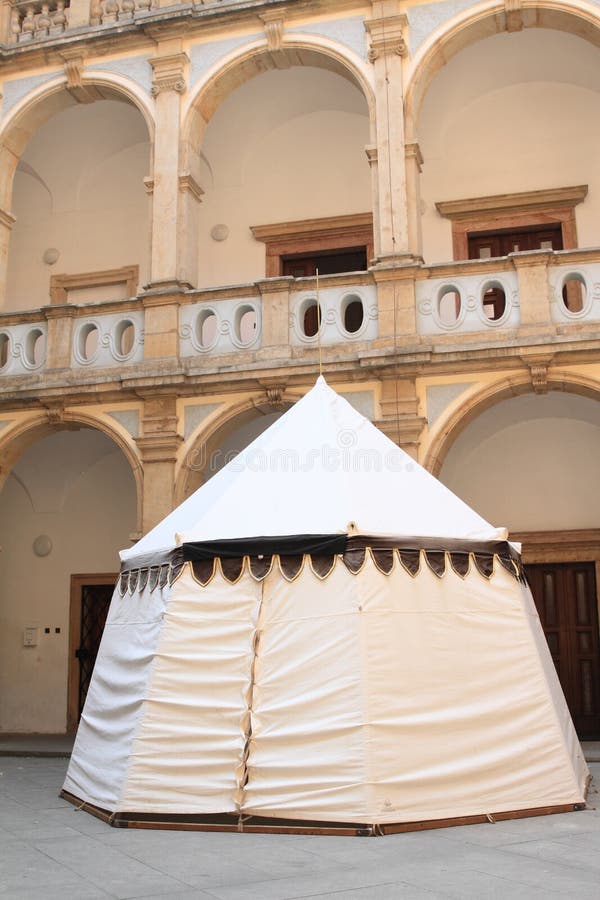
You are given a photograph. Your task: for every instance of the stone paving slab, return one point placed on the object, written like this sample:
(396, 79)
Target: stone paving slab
(49, 849)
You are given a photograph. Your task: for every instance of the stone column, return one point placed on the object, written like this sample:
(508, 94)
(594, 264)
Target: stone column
(387, 49)
(158, 448)
(534, 289)
(6, 223)
(168, 85)
(399, 414)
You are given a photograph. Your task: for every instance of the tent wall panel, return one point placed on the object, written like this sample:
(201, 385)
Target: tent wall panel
(307, 757)
(188, 751)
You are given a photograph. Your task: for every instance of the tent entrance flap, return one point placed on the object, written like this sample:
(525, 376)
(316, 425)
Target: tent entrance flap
(283, 545)
(241, 823)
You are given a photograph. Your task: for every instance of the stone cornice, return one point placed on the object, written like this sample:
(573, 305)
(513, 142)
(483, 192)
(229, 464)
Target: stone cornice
(169, 73)
(387, 36)
(526, 201)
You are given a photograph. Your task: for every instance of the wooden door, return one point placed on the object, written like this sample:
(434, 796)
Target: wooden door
(90, 600)
(566, 600)
(328, 262)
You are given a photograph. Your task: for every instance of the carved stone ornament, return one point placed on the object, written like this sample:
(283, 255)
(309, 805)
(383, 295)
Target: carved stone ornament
(73, 70)
(538, 369)
(514, 15)
(169, 73)
(274, 395)
(55, 413)
(387, 37)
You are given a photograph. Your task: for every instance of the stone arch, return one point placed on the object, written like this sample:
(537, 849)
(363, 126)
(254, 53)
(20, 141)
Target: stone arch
(472, 26)
(454, 424)
(202, 455)
(256, 58)
(41, 425)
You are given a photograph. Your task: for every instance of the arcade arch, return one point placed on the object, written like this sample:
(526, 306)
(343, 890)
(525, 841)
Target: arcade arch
(67, 505)
(221, 442)
(528, 462)
(486, 128)
(254, 125)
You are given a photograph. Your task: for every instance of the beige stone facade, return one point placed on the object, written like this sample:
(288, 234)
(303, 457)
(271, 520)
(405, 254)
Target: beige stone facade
(160, 163)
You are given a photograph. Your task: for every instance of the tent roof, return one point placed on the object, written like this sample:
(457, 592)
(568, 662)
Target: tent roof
(322, 468)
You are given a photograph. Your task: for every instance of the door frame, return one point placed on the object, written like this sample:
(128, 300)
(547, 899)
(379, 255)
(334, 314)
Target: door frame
(78, 582)
(561, 546)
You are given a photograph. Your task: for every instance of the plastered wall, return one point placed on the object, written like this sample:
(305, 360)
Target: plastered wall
(286, 145)
(515, 112)
(531, 463)
(79, 189)
(77, 488)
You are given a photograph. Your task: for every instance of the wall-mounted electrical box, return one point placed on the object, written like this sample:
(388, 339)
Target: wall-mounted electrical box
(31, 637)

**Task objective**
Recast the rows above, from the line containing "of the door" through the last row, as a JSON list of strings with one string per line and no blank lines.

**Exercise output**
[
  "You are given a photograph. Your task: for every instance of the door frame, return one point placed on the object, written like this sample:",
  "(128, 300)",
  "(547, 899)",
  "(379, 255)",
  "(334, 314)",
  "Target: door frame",
  "(78, 582)",
  "(561, 546)",
  "You are given a photograph. Your task: for every instance of the plastered wall, return one point placed on the object, written like this sample:",
  "(305, 360)",
  "Target: plastered wall",
  "(286, 145)",
  "(515, 112)",
  "(531, 463)",
  "(79, 189)",
  "(77, 488)",
  "You are given a photograph. Your task: for every instance of the wall-mounted electrical box, return one point placed on the object, written like this sample:",
  "(388, 339)",
  "Target: wall-mounted electrical box",
  "(31, 637)"
]